**Kutipan Dokumen:**
####################

Monday, February 1, 2010

Inspiring Woman

                                          Tentang Bunda Helvy TR
Dini hari……
Aku ingin seperti Mbak Helvy TR, ingin punya hati sebening hatinya. Aku ingin punya mata seindah telaga cinta yang mengalir dalam kedua bola matanya. Meski aku belum pernah bertatap langsung, tapi aku sering menatap bola matanya dalam majalah-majalah. Dear Mbak Helvy….
Aku menangis mengukir kalimat-kalimat ini. Membaca riwayat hidup dan cita-citanya sewaktu kecil, semangat dan hawa positif dalam dirinya, aku teringat belasan tahun lalu, saat aku juga punya cita-cita yang sama, menjadi seorang penulis. Cita-cita yang sangat sederhana dan membuatmu miskin, komentar teman-temanku saat kami berkumpul menceritakan mimpi masing-masing.
Tapi aku bukan orang yang punya semangat tinggi pada cita-cita, karena dulu aku selalu berpikir hidupku ada dalam padang ilalang luas, pada jalan-jalan yang kulewati saat pulang pergi ke sekolah SMP. Aku tak pernah menyelesaikan pekerjaanku dengan sempurna. Saat aku memutuskan masuk ke Sekolah Tekhnik Menengah dan mengambil jurusan Elektro, kemudian terpaksa mengambil jurusan Bahasa Inggris di sebuah Akademi, aku tak pernah benar-benar memikirkan jalan hidupku untuk beberapa tahun yang akan datang. Sampai saat-saat menentukan ketika aku menjadi buruh di sebuah PT di Pulau Batam dan berkesempatan melanjutkan kuliah S1, baru aku mulai mengumpulkan mozaik-mozaik hidupku yang tercecer. Aku berusaha merangkai kembali, mengulang dari nol semua keinginan dan cita-citaku. Bahwa, sebenarnya cita-citaku tak pernah berubah, menjadi penulis meski untuk diriku sendiri…..

####################

**Data Tersedia:**
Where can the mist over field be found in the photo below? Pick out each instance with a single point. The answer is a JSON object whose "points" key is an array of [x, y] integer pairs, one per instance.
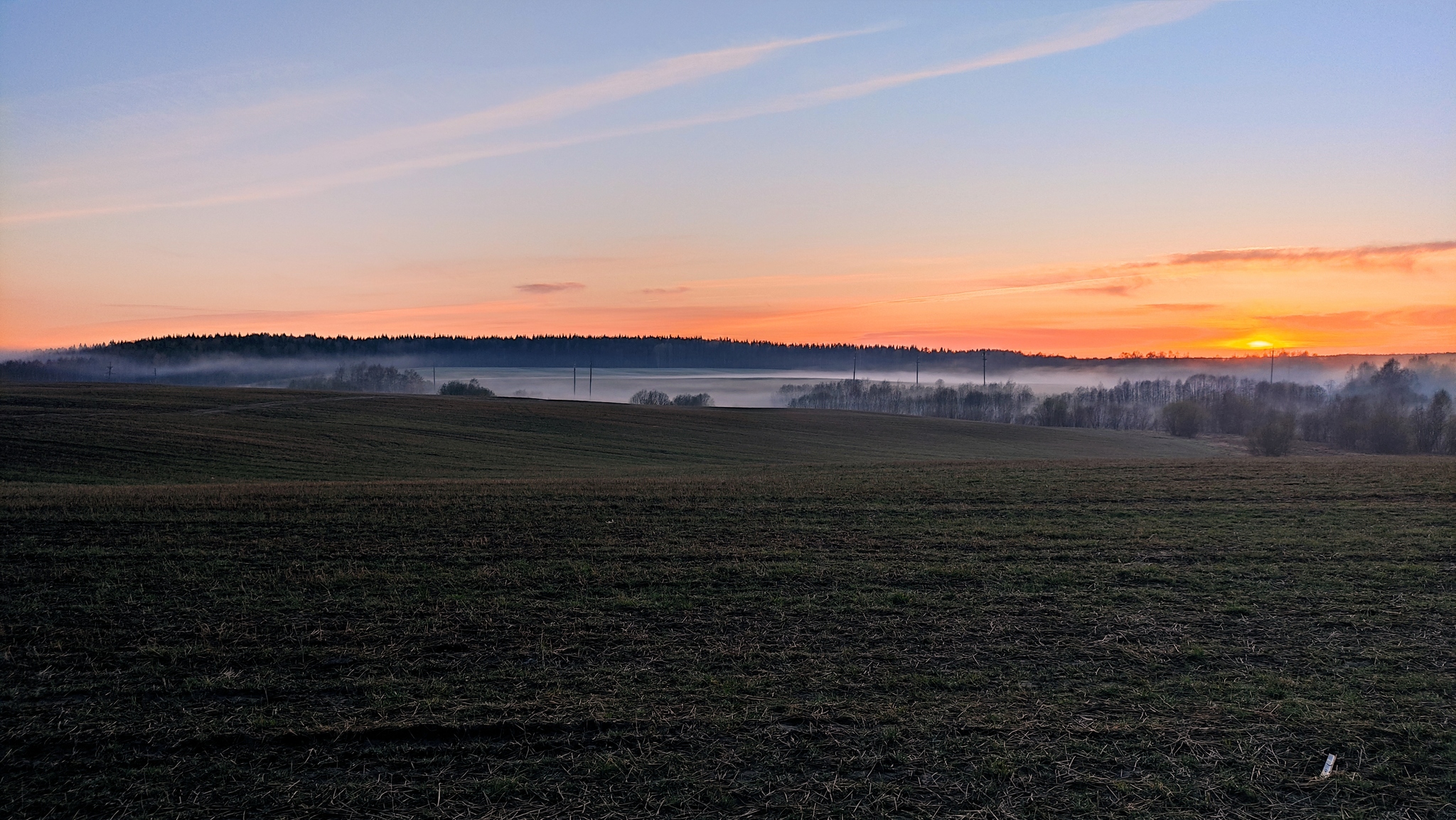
{"points": [[614, 369]]}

####################

**Petunjuk Latihan:** Tolong tuliskan kembali tanpa perubahan bagian teks tentang Helvy TR di atas, mulai dari "Aku menangis mengukir" terus ke bawah hingga "menceritakan mimpi masing-masing.".

**Hasil Tugas:**
Aku menangis mengukir kalimat-kalimat ini. Membaca riwayat hidup dan cita-citanya sewaktu kecil, semangat dan hawa positif dalam dirinya, aku teringat belasan tahun lalu, saat aku juga punya cita-cita yang sama, menjadi seorang penulis. Cita-cita yang sangat sederhana dan membuatmu miskin, komentar teman-temanku saat kami berkumpul menceritakan mimpi masing-masing.